Task details -
Present the part of the items below that opens with the line containing "of the cantilevered" and closes with the line containing "x=607, y=281", both ends included, as a Markdown table with the columns Row and Line. Give one row per line, number the rows, and leave out blank lines.

Excerpts of pointing data -
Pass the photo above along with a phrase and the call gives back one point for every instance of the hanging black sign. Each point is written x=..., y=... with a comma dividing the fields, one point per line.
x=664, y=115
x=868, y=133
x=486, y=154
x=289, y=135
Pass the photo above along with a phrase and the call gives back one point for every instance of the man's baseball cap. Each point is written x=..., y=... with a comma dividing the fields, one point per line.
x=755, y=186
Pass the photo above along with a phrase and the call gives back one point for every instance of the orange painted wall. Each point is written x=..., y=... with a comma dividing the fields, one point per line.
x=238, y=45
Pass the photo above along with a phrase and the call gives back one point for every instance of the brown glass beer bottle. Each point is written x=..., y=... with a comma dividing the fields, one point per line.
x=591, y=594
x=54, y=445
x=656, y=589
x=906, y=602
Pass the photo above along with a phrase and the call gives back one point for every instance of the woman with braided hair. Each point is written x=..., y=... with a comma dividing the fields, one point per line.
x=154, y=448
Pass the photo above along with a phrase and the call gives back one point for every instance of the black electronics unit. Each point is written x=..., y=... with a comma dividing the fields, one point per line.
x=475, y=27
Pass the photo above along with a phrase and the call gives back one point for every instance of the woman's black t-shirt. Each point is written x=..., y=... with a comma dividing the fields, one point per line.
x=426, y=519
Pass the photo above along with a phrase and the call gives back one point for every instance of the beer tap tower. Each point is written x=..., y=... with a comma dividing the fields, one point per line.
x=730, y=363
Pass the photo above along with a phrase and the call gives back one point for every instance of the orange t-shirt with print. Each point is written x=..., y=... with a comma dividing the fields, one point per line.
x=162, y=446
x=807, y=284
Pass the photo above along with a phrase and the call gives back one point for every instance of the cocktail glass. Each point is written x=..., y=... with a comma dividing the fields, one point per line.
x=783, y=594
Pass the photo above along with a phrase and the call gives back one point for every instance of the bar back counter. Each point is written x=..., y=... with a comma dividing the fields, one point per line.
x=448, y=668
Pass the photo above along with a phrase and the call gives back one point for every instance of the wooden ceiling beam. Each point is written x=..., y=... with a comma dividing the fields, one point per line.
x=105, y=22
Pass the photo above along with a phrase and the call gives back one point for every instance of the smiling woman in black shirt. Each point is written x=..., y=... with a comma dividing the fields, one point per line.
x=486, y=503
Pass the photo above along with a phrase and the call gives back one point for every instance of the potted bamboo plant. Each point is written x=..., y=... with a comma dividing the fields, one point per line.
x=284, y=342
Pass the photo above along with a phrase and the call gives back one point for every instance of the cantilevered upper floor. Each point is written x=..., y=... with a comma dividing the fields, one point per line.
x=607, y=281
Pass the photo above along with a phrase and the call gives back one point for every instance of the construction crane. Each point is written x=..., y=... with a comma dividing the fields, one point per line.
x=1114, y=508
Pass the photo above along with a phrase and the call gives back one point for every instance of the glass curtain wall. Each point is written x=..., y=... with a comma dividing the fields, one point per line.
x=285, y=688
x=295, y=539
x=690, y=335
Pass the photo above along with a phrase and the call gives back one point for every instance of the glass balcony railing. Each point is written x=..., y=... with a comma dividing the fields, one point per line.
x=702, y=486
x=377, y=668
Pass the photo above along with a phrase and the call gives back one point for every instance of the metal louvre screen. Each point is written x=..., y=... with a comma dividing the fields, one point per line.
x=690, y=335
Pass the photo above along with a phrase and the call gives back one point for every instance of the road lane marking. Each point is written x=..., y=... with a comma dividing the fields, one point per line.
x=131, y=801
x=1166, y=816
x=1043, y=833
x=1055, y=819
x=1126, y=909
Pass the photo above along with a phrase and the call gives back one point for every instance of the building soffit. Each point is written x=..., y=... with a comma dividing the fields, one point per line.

Output of the exercise -
| Row | Line |
|---|---|
| 1 | Pass the photo above along with a phrase and the call gives back one point for every instance of the cantilevered upper floor. Each point is written x=..., y=... with a comma dividing the fields, one point per line. |
| 2 | x=607, y=281 |